How to complete this task: For this exercise, copy out each line of the material below that includes "data".

Given entries:
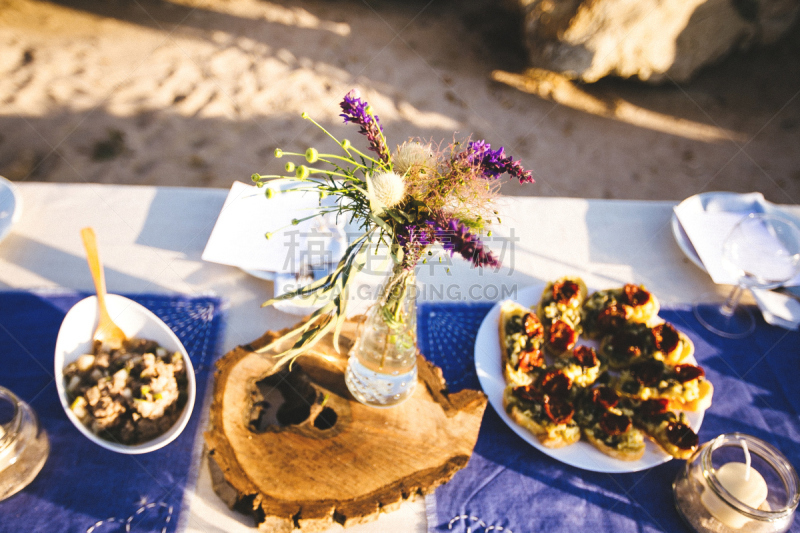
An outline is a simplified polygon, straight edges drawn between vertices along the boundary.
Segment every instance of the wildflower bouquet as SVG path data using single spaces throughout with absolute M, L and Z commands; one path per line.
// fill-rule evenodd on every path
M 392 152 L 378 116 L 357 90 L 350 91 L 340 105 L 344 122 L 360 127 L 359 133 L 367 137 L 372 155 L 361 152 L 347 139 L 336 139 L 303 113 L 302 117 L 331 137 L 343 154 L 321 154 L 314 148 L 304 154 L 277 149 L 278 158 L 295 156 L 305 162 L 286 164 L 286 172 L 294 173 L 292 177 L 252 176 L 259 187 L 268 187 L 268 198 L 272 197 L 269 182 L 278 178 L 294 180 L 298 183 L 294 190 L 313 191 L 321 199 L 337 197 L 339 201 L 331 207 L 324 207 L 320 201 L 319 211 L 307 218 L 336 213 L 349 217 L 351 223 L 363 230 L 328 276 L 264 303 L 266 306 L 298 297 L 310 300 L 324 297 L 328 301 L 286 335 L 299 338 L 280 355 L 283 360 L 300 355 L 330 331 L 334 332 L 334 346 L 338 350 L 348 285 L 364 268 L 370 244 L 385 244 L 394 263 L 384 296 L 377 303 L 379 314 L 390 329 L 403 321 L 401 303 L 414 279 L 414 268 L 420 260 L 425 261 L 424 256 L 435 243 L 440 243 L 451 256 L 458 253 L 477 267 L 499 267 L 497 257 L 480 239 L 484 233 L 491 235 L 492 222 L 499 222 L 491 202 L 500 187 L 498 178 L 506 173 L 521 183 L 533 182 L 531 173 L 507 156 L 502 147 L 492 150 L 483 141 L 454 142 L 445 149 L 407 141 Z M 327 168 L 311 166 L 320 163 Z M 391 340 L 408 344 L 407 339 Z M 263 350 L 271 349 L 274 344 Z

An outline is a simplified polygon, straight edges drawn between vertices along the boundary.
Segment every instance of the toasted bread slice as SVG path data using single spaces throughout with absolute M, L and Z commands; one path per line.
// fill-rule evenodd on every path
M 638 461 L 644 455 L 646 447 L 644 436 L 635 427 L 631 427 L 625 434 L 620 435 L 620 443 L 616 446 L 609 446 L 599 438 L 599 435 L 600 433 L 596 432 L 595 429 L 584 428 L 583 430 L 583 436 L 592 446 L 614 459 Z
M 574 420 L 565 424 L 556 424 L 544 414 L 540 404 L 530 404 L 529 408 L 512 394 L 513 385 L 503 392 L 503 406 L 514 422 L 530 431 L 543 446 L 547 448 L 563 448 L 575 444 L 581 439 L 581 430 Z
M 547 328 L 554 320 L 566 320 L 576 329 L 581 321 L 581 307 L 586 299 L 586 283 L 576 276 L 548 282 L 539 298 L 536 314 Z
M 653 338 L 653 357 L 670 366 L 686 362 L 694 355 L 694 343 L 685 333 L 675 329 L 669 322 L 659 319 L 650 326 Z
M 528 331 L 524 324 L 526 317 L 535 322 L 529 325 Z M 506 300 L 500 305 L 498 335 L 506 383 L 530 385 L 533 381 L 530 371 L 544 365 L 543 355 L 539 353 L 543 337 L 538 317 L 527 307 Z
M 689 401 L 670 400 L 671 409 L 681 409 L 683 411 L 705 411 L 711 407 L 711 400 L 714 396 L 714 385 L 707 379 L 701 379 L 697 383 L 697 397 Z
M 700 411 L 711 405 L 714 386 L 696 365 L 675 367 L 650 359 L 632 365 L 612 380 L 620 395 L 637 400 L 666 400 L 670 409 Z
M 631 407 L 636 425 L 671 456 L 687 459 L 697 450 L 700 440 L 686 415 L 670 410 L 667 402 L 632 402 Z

* * *

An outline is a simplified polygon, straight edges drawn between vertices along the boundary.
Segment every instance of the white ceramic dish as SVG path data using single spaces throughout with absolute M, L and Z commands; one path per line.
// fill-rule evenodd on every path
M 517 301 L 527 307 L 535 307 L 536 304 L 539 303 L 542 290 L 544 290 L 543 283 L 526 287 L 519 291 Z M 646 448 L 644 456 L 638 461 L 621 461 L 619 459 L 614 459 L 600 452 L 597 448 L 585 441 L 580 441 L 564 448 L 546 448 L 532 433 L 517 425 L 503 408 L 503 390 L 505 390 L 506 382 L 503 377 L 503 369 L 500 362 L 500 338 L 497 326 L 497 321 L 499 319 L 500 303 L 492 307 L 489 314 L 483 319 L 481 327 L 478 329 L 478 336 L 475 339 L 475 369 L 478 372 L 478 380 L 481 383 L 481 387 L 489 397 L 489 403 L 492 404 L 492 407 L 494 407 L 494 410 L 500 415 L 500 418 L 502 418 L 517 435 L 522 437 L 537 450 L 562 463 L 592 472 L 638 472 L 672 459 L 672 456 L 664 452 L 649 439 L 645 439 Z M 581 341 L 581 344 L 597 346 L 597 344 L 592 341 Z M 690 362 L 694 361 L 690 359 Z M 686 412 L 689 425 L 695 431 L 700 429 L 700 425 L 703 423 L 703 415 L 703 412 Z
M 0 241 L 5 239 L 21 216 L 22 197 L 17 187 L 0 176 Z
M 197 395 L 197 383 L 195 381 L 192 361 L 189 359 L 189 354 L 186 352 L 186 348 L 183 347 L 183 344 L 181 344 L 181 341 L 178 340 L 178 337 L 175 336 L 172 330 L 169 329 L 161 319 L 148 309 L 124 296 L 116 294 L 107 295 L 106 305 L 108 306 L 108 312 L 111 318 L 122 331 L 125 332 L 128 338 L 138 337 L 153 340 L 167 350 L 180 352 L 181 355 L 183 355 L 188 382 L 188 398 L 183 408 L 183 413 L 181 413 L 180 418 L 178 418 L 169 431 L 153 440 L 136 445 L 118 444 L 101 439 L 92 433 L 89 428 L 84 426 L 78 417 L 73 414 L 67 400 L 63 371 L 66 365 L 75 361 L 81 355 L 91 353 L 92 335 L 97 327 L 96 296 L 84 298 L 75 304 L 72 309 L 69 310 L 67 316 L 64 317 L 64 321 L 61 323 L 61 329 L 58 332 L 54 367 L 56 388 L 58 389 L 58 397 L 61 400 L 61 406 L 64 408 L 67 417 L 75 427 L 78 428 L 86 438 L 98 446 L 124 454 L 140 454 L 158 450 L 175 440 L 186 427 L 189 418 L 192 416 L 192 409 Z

Solution below:
Segment every instance of the wildflower bouquet as SVG path data using single spaces throughout with absolute M, L and Z commands; one path per line.
Segment every instance of the toasted bread slice as SVG path data using single spaces throughout with absolute M, L and Z commands; one path per line.
Segment every instance of the white ceramic dish as SVG path data using single spaces throughout with absolute M, L and Z commands; one path per line.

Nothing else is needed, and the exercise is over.